What needs to be done: From the first line to the last, write out the records exactly, leaving the pictures behind.

Material for this exercise Block Start

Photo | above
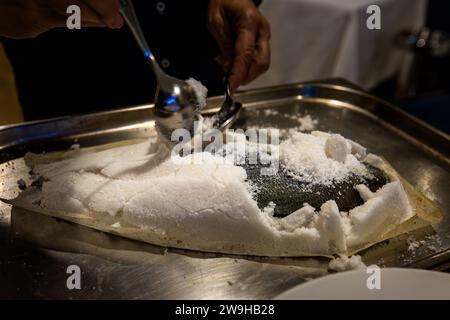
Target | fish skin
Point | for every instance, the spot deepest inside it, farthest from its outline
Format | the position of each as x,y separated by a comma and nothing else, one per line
289,193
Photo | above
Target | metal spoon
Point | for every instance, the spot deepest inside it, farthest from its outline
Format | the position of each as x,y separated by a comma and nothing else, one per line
229,112
176,102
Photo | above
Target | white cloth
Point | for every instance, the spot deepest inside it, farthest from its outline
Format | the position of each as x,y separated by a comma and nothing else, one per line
318,39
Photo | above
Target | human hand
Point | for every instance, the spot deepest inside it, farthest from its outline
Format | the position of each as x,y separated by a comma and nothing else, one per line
243,36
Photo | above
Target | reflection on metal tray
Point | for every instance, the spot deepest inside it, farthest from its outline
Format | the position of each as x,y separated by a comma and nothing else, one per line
36,250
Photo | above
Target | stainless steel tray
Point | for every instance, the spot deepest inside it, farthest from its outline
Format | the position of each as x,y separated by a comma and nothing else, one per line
36,250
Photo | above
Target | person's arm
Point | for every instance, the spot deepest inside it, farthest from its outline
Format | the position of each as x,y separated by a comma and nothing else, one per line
243,35
29,18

Material for this exercise Block End

Result for this task:
Photo | above
Target | fish skin
Point | for every instance, the spot deepest inside it, farthest from its outline
Format | the position of each as x,y separated by a comma and nothing else, one per line
289,193
Photo | above
Target | metal spoon
Point | for every instance, the spot deepest inside it, farthest from its outline
Format | the position of each as x,y separated by a comma and nothing else, one per line
229,112
176,102
Photo | above
Target | white cloth
Point | for every instance, the spot deepest inside it, farthest from its outline
Format | the position of each as x,y separated by a comma and nothing else, one per line
318,39
Photo | above
Target | human hand
Point | for every instance, the spot deepest inside it, farthest from its outline
Format | the position of each as x,y separated by a comma and nothing else, one per line
243,36
Photo | above
Target | reflection on metal tray
Point | for every instance, the spot deepest inside it, farthest from its outline
Format | the position of each as x,y separated by a comma and nothing else, one per line
36,250
Photo | above
Target | stainless steel tray
Point | for every instance, the spot deepest inside it, farthest from its outline
Format | the position of each as x,y separated by a comma and nothing else, one per line
36,250
Photo | above
Target | person's arm
Point | for every instance, the spot deepest inside it, farthest from its outline
Format | the position of each as x,y separated by a comma and nothing else, one per line
243,35
29,18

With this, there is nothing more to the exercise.